• [DIRECTIVE]
Copy out the part of the records that opens with the line containing "Where can you see the background wall" and closes with the line containing "column 235, row 22", putting "rear wall" wherever "background wall" appears and changing nothing else.

• [DATA SUPPLIED]

--

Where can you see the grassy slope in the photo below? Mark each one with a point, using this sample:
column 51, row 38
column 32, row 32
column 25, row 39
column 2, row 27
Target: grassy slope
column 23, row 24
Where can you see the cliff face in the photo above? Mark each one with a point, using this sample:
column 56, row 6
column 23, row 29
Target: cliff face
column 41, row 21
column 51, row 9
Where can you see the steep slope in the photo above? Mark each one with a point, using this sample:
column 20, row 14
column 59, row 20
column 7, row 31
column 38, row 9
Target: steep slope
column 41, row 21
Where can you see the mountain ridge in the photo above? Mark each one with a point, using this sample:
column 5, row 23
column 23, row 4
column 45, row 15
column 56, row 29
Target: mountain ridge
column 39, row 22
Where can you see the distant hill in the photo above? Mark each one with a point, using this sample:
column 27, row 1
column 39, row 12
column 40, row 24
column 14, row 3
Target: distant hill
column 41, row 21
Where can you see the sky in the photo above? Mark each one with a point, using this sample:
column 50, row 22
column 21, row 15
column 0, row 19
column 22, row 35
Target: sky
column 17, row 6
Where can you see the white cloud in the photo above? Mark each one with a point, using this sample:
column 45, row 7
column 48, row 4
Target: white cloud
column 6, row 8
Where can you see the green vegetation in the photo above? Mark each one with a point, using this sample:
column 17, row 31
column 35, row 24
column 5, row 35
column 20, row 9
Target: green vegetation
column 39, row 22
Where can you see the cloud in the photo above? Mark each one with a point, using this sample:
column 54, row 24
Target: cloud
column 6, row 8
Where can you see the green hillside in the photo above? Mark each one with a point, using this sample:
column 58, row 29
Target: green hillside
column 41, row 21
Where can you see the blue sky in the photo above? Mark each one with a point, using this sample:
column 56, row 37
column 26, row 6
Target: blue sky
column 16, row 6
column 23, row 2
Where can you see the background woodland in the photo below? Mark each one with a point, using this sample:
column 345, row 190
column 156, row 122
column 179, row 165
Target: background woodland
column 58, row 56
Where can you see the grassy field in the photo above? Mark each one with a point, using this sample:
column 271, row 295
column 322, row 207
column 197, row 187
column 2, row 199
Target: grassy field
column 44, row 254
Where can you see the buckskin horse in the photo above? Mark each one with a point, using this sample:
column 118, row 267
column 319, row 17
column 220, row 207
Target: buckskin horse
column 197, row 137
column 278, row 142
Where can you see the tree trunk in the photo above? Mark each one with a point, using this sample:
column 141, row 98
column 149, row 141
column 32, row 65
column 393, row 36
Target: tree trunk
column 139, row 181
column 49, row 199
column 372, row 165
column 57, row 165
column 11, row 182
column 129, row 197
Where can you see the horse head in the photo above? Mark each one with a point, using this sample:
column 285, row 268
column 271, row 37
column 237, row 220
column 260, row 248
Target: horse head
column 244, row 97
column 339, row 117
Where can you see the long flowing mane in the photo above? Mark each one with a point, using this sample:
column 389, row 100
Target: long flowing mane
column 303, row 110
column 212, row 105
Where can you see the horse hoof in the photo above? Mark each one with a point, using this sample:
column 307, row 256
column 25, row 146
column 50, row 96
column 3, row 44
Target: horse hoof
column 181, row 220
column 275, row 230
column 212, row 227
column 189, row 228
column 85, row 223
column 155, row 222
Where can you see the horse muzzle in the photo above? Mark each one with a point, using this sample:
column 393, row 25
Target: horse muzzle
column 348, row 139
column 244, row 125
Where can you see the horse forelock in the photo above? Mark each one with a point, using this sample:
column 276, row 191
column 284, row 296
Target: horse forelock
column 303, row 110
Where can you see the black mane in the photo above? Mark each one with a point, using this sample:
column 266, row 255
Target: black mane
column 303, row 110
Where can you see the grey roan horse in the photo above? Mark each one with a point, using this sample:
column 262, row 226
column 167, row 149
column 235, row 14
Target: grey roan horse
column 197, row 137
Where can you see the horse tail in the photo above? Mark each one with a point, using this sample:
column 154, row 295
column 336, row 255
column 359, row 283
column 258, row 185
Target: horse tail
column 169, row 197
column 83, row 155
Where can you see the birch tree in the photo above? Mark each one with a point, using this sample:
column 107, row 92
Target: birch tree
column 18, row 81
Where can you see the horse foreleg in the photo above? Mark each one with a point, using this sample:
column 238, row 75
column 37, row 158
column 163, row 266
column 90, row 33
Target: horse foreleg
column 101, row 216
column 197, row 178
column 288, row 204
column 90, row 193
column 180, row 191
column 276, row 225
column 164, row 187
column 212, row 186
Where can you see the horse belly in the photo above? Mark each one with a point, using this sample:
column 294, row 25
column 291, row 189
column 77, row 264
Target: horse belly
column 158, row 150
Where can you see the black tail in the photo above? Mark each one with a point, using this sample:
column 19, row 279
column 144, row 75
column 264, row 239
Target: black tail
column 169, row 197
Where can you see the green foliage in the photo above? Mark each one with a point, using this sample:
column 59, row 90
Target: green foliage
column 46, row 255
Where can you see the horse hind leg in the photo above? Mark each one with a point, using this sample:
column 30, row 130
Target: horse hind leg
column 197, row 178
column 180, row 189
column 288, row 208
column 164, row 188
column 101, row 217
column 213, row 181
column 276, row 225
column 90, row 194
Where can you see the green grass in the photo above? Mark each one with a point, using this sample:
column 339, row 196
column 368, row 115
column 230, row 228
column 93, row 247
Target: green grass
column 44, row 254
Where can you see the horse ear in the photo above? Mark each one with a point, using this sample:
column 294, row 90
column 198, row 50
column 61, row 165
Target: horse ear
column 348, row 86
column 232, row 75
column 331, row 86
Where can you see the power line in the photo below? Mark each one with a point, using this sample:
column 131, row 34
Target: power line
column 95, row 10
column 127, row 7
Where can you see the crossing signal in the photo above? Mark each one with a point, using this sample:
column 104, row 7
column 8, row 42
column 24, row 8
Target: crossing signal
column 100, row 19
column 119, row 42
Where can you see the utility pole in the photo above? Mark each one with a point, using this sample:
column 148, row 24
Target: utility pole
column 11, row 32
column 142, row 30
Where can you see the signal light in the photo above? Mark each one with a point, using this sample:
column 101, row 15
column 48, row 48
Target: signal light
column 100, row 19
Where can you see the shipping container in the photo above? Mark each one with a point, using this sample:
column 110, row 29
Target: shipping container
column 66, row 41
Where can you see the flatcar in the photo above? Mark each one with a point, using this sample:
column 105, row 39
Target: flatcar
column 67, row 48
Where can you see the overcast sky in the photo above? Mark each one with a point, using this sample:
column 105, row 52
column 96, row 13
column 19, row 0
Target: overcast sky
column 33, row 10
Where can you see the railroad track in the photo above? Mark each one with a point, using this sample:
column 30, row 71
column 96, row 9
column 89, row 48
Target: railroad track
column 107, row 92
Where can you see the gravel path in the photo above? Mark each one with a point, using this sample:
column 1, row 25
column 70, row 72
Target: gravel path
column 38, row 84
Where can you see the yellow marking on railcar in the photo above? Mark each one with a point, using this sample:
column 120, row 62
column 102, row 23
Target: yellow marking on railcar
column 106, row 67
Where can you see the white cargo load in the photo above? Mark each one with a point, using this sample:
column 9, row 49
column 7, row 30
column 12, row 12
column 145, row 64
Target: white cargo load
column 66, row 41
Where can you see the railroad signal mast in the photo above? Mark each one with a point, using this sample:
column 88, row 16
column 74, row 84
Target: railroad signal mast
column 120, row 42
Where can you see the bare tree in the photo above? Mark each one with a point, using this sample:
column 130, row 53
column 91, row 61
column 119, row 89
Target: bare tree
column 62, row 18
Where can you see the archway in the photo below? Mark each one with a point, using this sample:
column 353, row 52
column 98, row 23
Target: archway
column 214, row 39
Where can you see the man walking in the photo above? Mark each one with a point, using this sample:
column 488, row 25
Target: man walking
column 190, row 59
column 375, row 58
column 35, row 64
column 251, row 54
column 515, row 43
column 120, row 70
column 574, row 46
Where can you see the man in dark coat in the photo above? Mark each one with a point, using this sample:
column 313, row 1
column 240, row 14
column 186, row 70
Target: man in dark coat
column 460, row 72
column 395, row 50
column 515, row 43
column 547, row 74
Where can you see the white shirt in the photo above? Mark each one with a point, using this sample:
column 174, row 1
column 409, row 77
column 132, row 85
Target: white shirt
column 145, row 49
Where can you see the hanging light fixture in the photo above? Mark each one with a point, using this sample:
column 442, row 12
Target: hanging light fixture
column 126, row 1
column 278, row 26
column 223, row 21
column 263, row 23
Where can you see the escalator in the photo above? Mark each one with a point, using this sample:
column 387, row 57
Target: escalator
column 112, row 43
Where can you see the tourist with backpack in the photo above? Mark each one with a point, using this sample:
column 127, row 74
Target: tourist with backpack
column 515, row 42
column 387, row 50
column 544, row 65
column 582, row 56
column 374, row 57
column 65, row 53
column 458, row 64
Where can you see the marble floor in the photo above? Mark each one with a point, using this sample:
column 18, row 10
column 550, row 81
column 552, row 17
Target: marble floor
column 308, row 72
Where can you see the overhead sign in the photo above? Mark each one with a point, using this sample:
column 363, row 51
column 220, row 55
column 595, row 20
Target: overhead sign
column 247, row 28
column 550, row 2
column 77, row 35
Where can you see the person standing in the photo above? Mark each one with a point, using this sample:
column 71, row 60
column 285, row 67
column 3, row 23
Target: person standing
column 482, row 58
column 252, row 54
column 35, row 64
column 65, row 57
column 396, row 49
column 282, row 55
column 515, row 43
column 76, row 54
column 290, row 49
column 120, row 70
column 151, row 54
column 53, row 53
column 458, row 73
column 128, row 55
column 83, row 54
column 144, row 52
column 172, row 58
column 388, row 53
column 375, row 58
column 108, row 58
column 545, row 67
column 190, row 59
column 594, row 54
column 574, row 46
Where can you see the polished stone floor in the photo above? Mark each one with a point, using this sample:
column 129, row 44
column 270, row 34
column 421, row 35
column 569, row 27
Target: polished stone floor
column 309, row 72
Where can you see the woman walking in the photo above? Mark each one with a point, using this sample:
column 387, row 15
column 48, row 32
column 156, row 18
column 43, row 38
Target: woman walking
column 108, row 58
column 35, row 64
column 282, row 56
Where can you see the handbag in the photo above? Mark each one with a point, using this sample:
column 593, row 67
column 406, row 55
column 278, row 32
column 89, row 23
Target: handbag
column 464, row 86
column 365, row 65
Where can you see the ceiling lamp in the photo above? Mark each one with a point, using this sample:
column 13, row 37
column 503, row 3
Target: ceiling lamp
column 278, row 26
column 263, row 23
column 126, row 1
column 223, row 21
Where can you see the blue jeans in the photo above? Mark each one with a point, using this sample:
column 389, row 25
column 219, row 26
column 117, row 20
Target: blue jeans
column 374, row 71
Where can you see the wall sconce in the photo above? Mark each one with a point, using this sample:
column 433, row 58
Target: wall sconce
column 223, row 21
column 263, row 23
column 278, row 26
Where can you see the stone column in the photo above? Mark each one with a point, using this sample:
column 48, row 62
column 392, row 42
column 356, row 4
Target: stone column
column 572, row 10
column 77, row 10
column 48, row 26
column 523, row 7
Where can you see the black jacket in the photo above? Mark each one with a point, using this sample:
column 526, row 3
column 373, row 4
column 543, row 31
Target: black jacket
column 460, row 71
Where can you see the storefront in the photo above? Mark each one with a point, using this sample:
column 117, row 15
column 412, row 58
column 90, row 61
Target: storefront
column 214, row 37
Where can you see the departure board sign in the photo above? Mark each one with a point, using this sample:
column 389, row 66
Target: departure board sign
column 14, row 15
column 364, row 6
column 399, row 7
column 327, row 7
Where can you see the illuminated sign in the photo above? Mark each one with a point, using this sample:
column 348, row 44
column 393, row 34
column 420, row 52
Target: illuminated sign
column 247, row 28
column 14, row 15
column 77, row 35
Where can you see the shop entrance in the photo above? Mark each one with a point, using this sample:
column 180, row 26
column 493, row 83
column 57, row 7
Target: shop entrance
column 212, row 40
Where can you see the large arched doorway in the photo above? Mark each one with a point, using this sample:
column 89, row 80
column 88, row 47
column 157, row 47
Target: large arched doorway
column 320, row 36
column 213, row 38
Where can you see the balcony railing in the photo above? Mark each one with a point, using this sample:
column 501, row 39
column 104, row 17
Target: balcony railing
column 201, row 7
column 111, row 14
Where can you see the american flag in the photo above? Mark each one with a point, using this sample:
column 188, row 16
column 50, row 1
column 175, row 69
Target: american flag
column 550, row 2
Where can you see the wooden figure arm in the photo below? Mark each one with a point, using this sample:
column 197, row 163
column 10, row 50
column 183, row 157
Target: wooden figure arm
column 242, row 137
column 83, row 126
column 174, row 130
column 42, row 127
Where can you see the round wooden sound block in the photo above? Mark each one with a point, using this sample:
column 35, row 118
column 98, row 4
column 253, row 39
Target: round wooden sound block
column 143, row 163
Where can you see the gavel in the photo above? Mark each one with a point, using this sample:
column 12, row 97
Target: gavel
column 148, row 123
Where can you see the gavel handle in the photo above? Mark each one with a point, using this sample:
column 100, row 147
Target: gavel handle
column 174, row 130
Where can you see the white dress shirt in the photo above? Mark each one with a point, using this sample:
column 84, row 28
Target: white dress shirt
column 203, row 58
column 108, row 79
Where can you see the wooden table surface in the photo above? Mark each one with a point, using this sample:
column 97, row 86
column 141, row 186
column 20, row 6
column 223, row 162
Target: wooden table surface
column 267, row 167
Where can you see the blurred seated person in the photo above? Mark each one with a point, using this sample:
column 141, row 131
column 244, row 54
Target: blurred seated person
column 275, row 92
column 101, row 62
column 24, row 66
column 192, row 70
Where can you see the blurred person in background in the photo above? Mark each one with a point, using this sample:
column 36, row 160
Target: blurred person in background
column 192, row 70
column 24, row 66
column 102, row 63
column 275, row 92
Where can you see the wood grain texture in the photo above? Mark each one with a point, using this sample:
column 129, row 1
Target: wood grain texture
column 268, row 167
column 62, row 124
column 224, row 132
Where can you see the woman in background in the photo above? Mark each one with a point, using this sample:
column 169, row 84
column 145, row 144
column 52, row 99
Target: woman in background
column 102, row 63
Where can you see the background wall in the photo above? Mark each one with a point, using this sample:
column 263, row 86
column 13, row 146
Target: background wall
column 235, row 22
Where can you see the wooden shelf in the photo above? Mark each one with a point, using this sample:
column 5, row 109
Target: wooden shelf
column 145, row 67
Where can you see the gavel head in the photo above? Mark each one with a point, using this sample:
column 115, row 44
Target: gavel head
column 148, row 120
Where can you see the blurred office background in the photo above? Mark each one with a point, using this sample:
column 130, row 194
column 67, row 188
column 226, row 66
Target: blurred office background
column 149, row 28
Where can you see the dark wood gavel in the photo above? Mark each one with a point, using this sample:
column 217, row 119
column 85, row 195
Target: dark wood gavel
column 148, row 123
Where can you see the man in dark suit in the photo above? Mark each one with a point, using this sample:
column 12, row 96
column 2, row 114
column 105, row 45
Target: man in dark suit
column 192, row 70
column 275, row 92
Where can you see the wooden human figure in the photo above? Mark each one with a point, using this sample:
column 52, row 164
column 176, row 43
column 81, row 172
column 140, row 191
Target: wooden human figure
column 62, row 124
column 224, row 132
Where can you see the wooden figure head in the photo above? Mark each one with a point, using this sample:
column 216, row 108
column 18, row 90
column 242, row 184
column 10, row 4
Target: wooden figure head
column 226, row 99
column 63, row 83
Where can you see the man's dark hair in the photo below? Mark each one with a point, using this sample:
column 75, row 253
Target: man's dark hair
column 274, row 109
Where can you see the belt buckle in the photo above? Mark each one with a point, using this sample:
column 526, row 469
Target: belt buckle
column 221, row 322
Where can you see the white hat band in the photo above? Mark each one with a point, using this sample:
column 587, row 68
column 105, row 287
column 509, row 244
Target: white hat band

--

• [PROBLEM SOLUTION]
Where can you see the rear wall in the photo above? Mark each one with a point, using this sample:
column 263, row 86
column 13, row 146
Target: rear wall
column 235, row 22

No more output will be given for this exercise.